_Problem details_: Transcribe the listing below character for character, starting at the line that contains "task | put a dot on every instance of the turquoise" and continuing through the last line of the listing.

_Collection entries_:
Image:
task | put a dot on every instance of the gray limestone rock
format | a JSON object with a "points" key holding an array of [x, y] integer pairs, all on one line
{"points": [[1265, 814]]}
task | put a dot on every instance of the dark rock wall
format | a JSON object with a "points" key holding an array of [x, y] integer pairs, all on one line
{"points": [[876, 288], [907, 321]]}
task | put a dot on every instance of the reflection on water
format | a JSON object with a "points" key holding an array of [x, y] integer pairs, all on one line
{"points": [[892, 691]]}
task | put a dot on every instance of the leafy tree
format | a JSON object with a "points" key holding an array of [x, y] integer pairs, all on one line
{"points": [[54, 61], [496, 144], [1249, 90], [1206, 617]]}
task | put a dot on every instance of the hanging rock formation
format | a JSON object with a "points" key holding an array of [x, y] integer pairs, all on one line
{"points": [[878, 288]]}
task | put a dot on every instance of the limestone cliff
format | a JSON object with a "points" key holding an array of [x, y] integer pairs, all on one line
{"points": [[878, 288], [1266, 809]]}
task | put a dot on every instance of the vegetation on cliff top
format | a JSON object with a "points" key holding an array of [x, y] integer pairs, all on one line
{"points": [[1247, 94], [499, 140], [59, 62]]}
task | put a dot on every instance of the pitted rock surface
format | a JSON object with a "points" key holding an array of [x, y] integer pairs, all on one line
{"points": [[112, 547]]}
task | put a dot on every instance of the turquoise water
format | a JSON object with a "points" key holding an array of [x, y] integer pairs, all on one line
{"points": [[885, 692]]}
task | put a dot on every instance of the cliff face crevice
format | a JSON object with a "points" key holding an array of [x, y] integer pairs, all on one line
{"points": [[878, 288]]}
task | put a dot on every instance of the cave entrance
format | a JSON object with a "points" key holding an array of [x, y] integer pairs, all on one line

_Result below_:
task | put a dot on every instance of the turquoise water
format | a JSON object with a "points" key holding an array of [x, y] integer pairs, all on one line
{"points": [[885, 692]]}
task | put a dot on every instance of the cliff face crevice
format | a JSON object with a "points" key holding an array of [x, y] integer pairs, all on one line
{"points": [[878, 288]]}
task | put a dot on every instance of the cave entrance
format | a JSON object with a "points" key holding an array of [x, y] integer pairs, all on one line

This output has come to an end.